Outline records
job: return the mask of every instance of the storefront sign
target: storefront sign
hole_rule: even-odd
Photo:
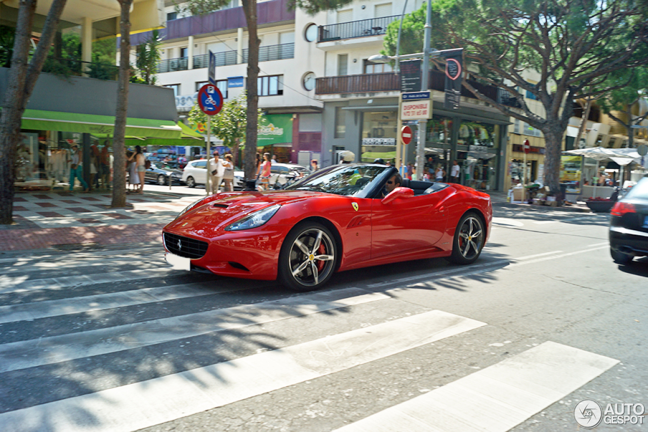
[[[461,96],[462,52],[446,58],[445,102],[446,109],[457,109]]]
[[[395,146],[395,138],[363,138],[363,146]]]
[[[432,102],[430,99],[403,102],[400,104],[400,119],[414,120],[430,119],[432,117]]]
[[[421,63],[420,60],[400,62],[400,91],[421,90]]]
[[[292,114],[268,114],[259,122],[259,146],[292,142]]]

...

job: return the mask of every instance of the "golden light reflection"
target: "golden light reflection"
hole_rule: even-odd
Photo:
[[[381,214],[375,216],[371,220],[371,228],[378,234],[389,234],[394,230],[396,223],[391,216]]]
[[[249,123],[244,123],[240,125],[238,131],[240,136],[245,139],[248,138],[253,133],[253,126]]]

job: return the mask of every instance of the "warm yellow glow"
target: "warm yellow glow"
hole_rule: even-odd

...

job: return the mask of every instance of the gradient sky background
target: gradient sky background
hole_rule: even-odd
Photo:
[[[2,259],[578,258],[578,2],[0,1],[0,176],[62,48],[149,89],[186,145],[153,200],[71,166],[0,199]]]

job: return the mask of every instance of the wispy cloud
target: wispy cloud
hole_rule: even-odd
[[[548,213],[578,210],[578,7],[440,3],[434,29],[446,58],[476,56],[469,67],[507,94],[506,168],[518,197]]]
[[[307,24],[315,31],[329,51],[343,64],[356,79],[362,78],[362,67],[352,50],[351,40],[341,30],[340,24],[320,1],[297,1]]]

**What is required**.
Recast the listing lines from the line with "job: return the mask of every instance of the storefront" up to and including the line with "[[[292,114],[268,114],[259,122],[259,146],[292,142]]]" as a JSON list of strings, one string per line, skipping blank lines. Leave the pictures out of the list.

**Response**.
[
  "job: return the mask of every instance of the storefront sign",
  "target: storefront sign",
  "hole_rule: even-odd",
  "Photo:",
  "[[[461,96],[462,52],[446,58],[445,102],[446,109],[457,109]]]",
  "[[[395,146],[395,138],[363,138],[363,146]]]",
  "[[[432,102],[430,99],[403,102],[400,104],[400,119],[414,120],[430,119],[432,117]]]",
  "[[[421,63],[420,60],[400,62],[400,91],[421,90]]]",
  "[[[292,114],[268,114],[259,122],[259,146],[292,142]]]"
]